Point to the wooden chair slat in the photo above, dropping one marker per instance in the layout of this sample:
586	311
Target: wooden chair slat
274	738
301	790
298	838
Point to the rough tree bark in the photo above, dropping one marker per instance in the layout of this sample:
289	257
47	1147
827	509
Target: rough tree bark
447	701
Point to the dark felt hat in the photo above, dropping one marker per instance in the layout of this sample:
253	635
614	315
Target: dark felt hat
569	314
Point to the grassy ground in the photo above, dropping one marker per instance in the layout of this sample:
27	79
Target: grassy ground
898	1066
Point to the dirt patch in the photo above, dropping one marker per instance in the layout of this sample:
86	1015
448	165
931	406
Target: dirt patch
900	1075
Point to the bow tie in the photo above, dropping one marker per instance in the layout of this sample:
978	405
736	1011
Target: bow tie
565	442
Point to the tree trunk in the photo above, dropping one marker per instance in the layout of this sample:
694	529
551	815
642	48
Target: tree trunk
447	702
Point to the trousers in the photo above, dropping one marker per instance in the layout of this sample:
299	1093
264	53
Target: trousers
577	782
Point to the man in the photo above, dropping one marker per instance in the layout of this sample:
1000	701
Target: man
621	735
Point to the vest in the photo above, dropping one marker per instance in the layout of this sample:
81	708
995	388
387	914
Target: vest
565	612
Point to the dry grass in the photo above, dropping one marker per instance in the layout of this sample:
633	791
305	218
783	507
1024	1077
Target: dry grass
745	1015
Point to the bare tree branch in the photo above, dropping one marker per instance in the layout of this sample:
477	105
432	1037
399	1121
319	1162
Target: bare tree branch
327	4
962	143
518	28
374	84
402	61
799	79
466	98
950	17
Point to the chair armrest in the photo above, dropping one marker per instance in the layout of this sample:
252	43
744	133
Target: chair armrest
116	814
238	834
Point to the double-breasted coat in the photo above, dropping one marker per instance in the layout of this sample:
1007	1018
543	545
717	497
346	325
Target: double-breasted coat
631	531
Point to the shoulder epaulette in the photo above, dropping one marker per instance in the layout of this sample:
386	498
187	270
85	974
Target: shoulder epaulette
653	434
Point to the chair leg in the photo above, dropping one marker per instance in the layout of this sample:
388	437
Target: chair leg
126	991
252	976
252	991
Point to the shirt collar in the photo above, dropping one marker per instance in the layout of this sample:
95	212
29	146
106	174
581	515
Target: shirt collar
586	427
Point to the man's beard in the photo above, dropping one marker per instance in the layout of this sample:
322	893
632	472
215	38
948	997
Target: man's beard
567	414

^^^^

Render all of the material above as a numbered list, one line per entry, omitting any blank lines.

1. Point to the wooden chair slat in the photo above, dropping one marker per instance in the layout of this sample:
2. 586	311
3. Target: wooden chair slat
4. 274	738
5. 301	790
6. 298	838
7. Point to the rough tree bark in the photo above, dropping one marker per instance in the layout of this sample:
8. 289	257
9. 47	1147
10. 827	509
11. Target: rough tree bark
12. 447	701
13. Point to the dark felt hat in the photo above, dropping one marker per instance in the layout of this sample:
14. 253	635
15. 614	315
16. Target: dark felt hat
17. 569	314
18. Point to the grassy ground in the photo above, dropping one marker per instance in the layout of this sample:
19. 27	79
20. Target: grassy ground
21. 898	1066
22. Point to the dirt patch in the photo above, dropping one marker per instance in the layout of this sample:
23. 86	1015
24. 448	165
25. 931	406
26. Target: dirt patch
27. 900	1075
28. Point to the bow tie in the photo above, dropping one marker per instance in the layout of this sample:
29. 978	405
30. 736	1011
31. Target: bow tie
32. 565	442
33. Point to the tree trunk in the photo above, dropping one marker per instance in the layout of this sample:
34. 694	529
35. 551	815
36. 642	48
37. Target: tree trunk
38. 447	702
39. Point to the trousers in the photo above, dropping one marker per instance in the layout of this sample:
40. 299	1093
41. 264	53
42. Target: trousers
43. 577	782
44. Point to the man in the photo above, dropping one marker per instance in the layout of this sample:
45. 1000	701
46. Target: man
47. 621	735
48. Point to the vest in the photo above, dropping one marker per instance in the layout of this sample:
49. 81	708
50. 995	388
51. 387	914
52. Target: vest
53. 565	612
54. Point to the dry grass in the photo above, dropping one marker per instance in the layout of this sample:
55. 633	791
56. 305	218
57. 783	507
58. 1024	1077
59. Target: dry grass
60. 745	1015
61. Point to the bare tree branch in the photo above, dropping one marker per instance in the layout of this sample:
62. 477	105
63. 432	1037
64. 399	1121
65. 319	1162
66. Target: bare tree branch
67. 327	4
68. 962	143
69. 518	28
70. 374	84
71. 402	61
72. 799	79
73. 466	98
74. 950	17
75. Point to the chair armrest in the photo above, dropping one marker per instance in the layout of this sample:
76. 252	43
77. 744	133
78. Target: chair armrest
79. 116	814
80. 238	834
81. Point to the double-breasted coat in the photo above, dropping one marker per instance in the layout of this sample:
82. 1007	1018
83. 543	545
84. 717	497
85. 346	325
86. Target: double-breasted coat
87. 631	531
88. Point to the shoulder epaulette in the photo above, dropping one marker per instance in the layout of this sample:
89. 386	498
90. 187	270
91. 85	974
92. Target: shoulder epaulette
93. 653	434
94. Point to the chair leg in the photo above, dropping one marker per instance in the layout of this sample:
95. 388	437
96. Target: chair leg
97. 126	991
98. 252	976
99. 252	991
100. Point to the shirt collar in the photo above, dropping one marker per instance in the layout of this sample:
101. 95	212
102. 29	146
103. 106	174
104. 581	515
105. Target: shirt collar
106. 586	427
107. Point to the man's beard in the photo above, dropping one marker per instance in the layout of this sample:
108. 322	893
109. 632	472
110. 215	38
111. 948	997
112. Target: man's beard
113. 567	414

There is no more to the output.